> [Entries provided]
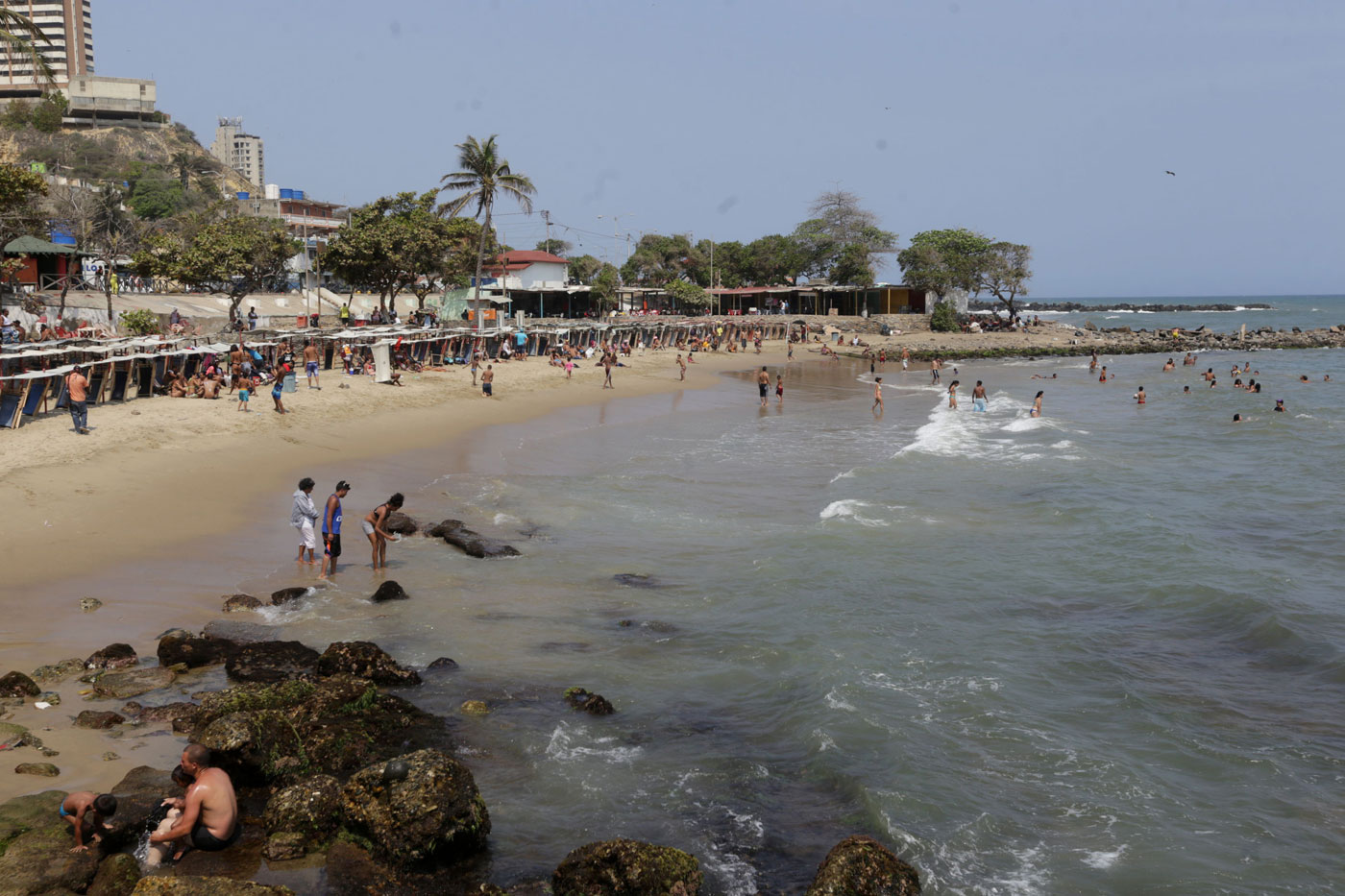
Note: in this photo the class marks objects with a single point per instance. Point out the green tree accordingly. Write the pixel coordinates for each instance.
(659, 260)
(584, 268)
(944, 260)
(604, 288)
(22, 37)
(843, 240)
(555, 247)
(50, 111)
(1005, 272)
(393, 244)
(481, 178)
(688, 295)
(235, 255)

> [Request]
Rewrite the rows above with "green tree" changed to "palm tree" and everything else left as it is. Leave the pictures out of your version.

> [Reply to the task]
Note: in this photo the class marks objects with a single point per instance. Point out the palm tree accordingly. Write the pixel coordinates for each instance.
(659, 260)
(584, 268)
(944, 260)
(604, 288)
(22, 37)
(843, 240)
(555, 247)
(50, 111)
(1005, 272)
(393, 244)
(481, 178)
(688, 295)
(235, 255)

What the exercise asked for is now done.